_PROBLEM DETAILS_. Without the pictures, repeat the listing character for character.

— Start —

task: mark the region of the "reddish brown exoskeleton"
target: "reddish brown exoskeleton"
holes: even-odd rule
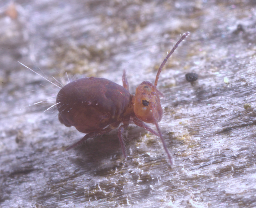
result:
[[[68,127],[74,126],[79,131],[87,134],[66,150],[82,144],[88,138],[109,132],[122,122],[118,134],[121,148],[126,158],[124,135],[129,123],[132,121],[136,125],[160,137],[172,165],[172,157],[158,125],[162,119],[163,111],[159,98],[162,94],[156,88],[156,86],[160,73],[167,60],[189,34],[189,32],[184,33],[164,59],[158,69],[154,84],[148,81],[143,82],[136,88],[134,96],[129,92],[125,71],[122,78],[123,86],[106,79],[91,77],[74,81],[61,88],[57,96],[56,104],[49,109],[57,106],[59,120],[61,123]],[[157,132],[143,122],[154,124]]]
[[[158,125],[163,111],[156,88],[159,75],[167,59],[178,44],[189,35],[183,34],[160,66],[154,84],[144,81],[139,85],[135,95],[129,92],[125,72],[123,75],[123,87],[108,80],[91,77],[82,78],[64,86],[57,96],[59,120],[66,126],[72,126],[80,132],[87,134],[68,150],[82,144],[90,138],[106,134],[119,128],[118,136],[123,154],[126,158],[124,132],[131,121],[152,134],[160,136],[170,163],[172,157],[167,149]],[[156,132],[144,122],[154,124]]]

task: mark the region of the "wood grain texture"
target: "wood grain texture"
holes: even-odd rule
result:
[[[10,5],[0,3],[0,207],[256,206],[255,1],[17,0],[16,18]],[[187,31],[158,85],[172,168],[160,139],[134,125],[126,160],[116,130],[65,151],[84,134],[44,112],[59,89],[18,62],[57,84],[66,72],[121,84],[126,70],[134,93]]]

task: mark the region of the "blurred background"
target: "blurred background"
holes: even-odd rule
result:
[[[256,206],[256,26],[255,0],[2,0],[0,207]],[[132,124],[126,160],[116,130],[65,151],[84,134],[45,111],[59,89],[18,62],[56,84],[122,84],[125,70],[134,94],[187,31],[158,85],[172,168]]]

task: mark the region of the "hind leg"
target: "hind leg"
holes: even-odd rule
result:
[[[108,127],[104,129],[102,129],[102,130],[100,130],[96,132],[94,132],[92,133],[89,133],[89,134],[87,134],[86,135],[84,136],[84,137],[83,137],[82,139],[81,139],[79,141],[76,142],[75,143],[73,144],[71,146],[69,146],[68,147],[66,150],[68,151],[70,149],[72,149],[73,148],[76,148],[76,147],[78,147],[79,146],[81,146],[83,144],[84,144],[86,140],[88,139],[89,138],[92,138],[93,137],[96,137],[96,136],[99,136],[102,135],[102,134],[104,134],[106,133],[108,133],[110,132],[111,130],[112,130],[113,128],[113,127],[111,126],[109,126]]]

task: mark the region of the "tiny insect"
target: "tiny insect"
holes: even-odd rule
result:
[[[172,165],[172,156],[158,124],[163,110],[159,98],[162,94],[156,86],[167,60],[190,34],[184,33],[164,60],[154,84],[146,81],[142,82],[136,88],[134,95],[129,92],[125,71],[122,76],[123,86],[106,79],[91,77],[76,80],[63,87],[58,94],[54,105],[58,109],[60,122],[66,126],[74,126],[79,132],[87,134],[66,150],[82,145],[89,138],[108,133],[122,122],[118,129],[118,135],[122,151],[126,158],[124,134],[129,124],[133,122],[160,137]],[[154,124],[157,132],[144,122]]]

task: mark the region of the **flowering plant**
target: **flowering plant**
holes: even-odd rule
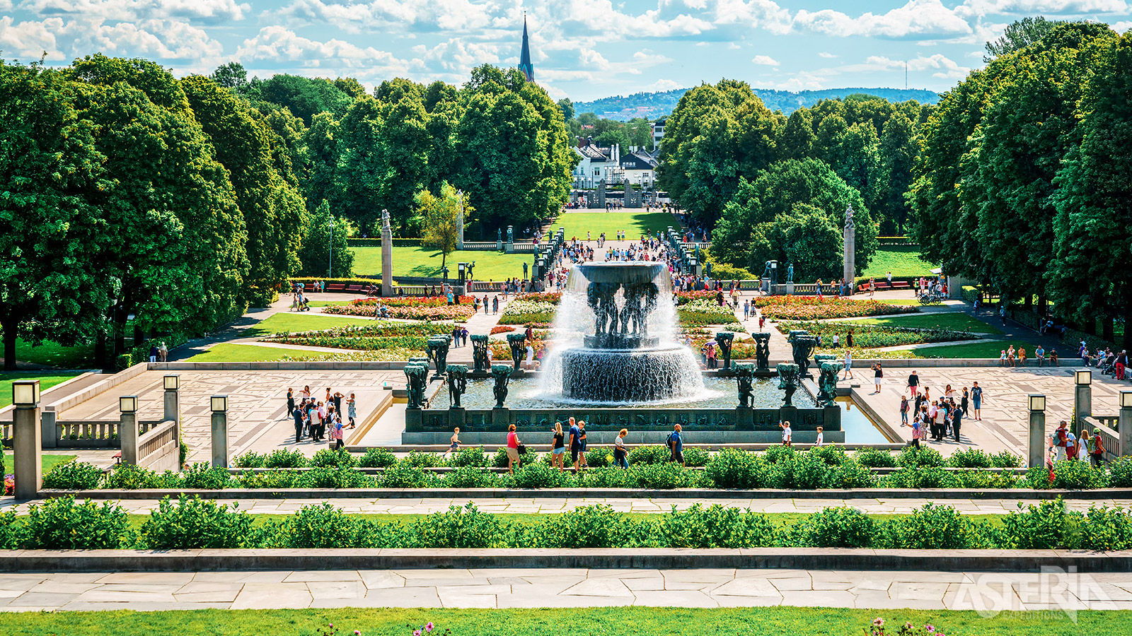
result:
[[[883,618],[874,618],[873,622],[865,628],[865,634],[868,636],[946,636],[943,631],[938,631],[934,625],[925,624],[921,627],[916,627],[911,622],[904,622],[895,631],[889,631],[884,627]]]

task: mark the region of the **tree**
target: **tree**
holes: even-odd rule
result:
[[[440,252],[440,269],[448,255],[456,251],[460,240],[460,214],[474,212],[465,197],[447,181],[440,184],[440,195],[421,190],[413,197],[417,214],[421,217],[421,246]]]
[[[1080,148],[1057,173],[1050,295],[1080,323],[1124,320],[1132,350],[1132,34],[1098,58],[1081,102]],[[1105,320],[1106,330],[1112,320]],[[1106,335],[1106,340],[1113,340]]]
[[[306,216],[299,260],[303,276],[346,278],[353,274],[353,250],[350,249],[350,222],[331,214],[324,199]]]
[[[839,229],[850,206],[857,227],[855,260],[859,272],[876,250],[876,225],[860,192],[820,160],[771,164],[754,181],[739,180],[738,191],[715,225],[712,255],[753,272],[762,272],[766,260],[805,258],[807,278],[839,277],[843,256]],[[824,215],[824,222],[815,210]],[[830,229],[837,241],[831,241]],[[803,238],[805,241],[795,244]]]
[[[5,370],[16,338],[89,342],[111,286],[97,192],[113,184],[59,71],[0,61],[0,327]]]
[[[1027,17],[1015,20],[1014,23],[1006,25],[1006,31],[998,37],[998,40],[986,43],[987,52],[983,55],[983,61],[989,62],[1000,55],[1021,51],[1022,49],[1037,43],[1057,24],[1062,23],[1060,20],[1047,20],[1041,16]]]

— End —

_RESULT OF THIS EXERCISE_.
task: mark the region of the "reddish brown exoskeleton"
target: "reddish brown exoskeleton"
holes: even-odd rule
result:
[[[68,127],[74,126],[79,131],[87,134],[66,150],[82,144],[88,138],[109,132],[122,122],[118,134],[121,148],[126,158],[124,135],[129,123],[132,121],[136,125],[160,137],[172,165],[172,157],[158,125],[162,119],[163,111],[159,98],[162,94],[156,88],[156,86],[160,73],[167,60],[189,34],[189,32],[184,33],[164,59],[158,69],[154,84],[148,81],[143,82],[136,88],[134,96],[129,92],[125,71],[122,78],[123,86],[106,79],[91,77],[74,81],[61,88],[57,96],[56,104],[49,109],[57,106],[59,120],[61,123]],[[157,132],[143,122],[154,124]]]
[[[158,125],[163,111],[156,88],[159,75],[167,59],[178,44],[189,35],[183,34],[160,66],[154,84],[144,81],[139,85],[135,95],[129,92],[125,72],[123,75],[123,87],[108,80],[91,77],[82,78],[64,86],[57,96],[59,120],[66,126],[72,126],[80,132],[87,134],[68,150],[82,144],[90,138],[106,134],[119,128],[118,136],[123,154],[126,158],[124,132],[131,121],[152,134],[160,136],[170,163],[172,157],[167,149]],[[156,132],[144,122],[154,124]]]

task: mark the region of the "wood grain texture"
target: "wood grain texture"
holes: even-odd rule
result:
[[[10,5],[0,3],[0,207],[256,206],[255,1],[17,0],[16,18]],[[187,31],[158,85],[172,168],[160,139],[134,125],[126,160],[116,130],[65,151],[84,134],[44,112],[59,89],[18,62],[57,84],[66,72],[121,84],[126,70],[134,93]]]

task: mark the region of the "blurred background"
target: "blurred background"
holes: even-odd rule
result:
[[[256,206],[256,26],[255,0],[2,0],[0,207]],[[132,124],[126,160],[116,130],[65,151],[84,134],[45,111],[59,89],[18,62],[56,84],[122,84],[125,70],[134,94],[187,31],[158,85],[172,168]]]

task: mark the region of the "hind leg"
target: "hind leg"
holes: even-odd rule
result:
[[[108,127],[104,129],[102,129],[102,130],[100,130],[96,132],[94,132],[92,133],[89,133],[89,134],[87,134],[86,135],[84,136],[84,137],[83,137],[82,139],[81,139],[79,141],[76,142],[75,143],[73,144],[71,146],[69,146],[68,147],[66,150],[68,151],[70,149],[72,149],[73,148],[76,148],[76,147],[78,147],[79,146],[81,146],[83,144],[84,144],[86,140],[88,139],[89,138],[92,138],[93,137],[96,137],[96,136],[99,136],[102,135],[102,134],[104,134],[106,133],[108,133],[110,132],[111,130],[112,130],[113,128],[113,127],[111,126],[109,126]]]

task: mark the region of the "tiny insect"
target: "tiny insect"
holes: even-odd rule
result:
[[[172,165],[172,156],[158,124],[163,110],[159,98],[162,94],[156,86],[167,60],[190,34],[184,33],[164,60],[154,84],[146,81],[142,82],[136,88],[134,95],[129,92],[125,71],[122,76],[123,86],[106,79],[91,77],[76,80],[63,87],[58,94],[54,105],[58,109],[60,122],[66,126],[74,126],[79,132],[87,134],[66,150],[82,145],[89,138],[108,133],[122,122],[118,129],[118,135],[122,151],[126,158],[124,134],[129,124],[133,122],[160,137]],[[154,124],[157,132],[144,122]]]

task: mark the region of the **flowering plant**
target: **flowering plant**
holes: even-odd rule
result:
[[[883,618],[874,618],[873,622],[865,628],[865,634],[868,636],[946,636],[943,631],[938,631],[934,625],[925,624],[921,627],[916,627],[911,622],[904,622],[895,631],[889,631],[884,627]]]

task: mark the region of the **tree**
target: **tree**
holes: even-odd rule
result:
[[[440,252],[440,269],[448,255],[456,251],[460,240],[460,214],[474,212],[465,197],[447,181],[440,184],[440,195],[421,190],[413,197],[417,214],[421,217],[421,246]]]
[[[1080,148],[1057,173],[1050,295],[1080,323],[1124,320],[1132,350],[1132,34],[1098,58],[1081,102]],[[1105,320],[1106,330],[1112,320]],[[1106,335],[1106,340],[1113,340]]]
[[[306,216],[299,260],[303,276],[346,278],[353,274],[353,250],[350,249],[350,222],[331,214],[324,199]]]
[[[839,229],[850,206],[857,227],[855,260],[859,272],[876,250],[876,225],[860,192],[820,160],[771,164],[754,181],[739,180],[738,191],[715,225],[712,255],[753,272],[762,272],[766,260],[805,258],[807,278],[839,277],[843,256]],[[824,215],[824,222],[815,210]],[[830,229],[837,241],[831,241]],[[803,238],[805,241],[795,244]]]
[[[5,370],[16,338],[89,342],[111,286],[97,192],[113,184],[59,71],[0,61],[0,327]]]
[[[1027,17],[1015,20],[1014,23],[1006,25],[1006,31],[998,37],[998,40],[986,43],[987,52],[983,55],[983,61],[989,62],[1000,55],[1021,51],[1022,49],[1037,43],[1057,24],[1062,23],[1060,20],[1047,20],[1041,16]]]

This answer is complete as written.